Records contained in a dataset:
★ ★ ★ ★ ★

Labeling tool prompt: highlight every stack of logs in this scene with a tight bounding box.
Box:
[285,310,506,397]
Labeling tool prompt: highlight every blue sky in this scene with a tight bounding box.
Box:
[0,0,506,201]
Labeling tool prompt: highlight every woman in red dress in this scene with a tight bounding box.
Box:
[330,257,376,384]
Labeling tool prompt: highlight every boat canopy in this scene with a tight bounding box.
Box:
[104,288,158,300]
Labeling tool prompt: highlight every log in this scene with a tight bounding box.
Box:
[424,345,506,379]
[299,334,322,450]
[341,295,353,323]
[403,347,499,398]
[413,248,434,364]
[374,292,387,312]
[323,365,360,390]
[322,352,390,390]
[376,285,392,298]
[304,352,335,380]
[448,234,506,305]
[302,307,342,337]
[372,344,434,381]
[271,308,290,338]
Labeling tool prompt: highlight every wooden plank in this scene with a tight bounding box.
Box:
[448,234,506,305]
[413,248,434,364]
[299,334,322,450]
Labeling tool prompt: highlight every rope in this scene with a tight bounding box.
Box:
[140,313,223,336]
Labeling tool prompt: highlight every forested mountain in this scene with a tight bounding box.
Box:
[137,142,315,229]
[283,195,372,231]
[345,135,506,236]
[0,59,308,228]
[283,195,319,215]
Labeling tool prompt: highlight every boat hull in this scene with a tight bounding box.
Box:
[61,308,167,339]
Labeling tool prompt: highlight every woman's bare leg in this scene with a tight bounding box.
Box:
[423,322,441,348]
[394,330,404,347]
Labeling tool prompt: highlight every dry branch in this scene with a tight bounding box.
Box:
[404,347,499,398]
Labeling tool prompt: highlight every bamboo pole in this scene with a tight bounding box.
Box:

★ ★ ★ ★ ★

■ **What you should do**: Pull out every line in the rows above that contains the word "this", copying each line in full. Letter case counts.

■ **Written answer**:
Labeling tool prompt: highlight every stack of logs in this scene with a tight bounding box.
Labeling tool prompt: highlight every blue sky in this scene with a tight bounding box.
Labeling tool prompt: highlight every woman in red dress in this scene with a tight bounding box.
Labeling tool prompt: highlight every boat canopy in this scene with a tight bounding box.
Labeling tool prompt: highlight every log in this scene with a tight bounding box.
Labeling tool prompt: highlight every wooden plank in this scene with a tight bounding box.
Labeling tool prompt: highlight every rope in this scene with a tight bounding box.
Labeling tool prompt: highlight every forested mountain in this scene with a tight bounding box.
Labeling tool prompt: highlight every boat hull in this scene with a tight bounding box.
Labeling tool prompt: highlight every woman's bare leg in this scene with a tight bounding box.
Labeling tool prompt: highlight every dry branch in this scene with a tight bounding box.
Labeling tool prompt: highlight every bamboo pole in this scene with a tight bounding box.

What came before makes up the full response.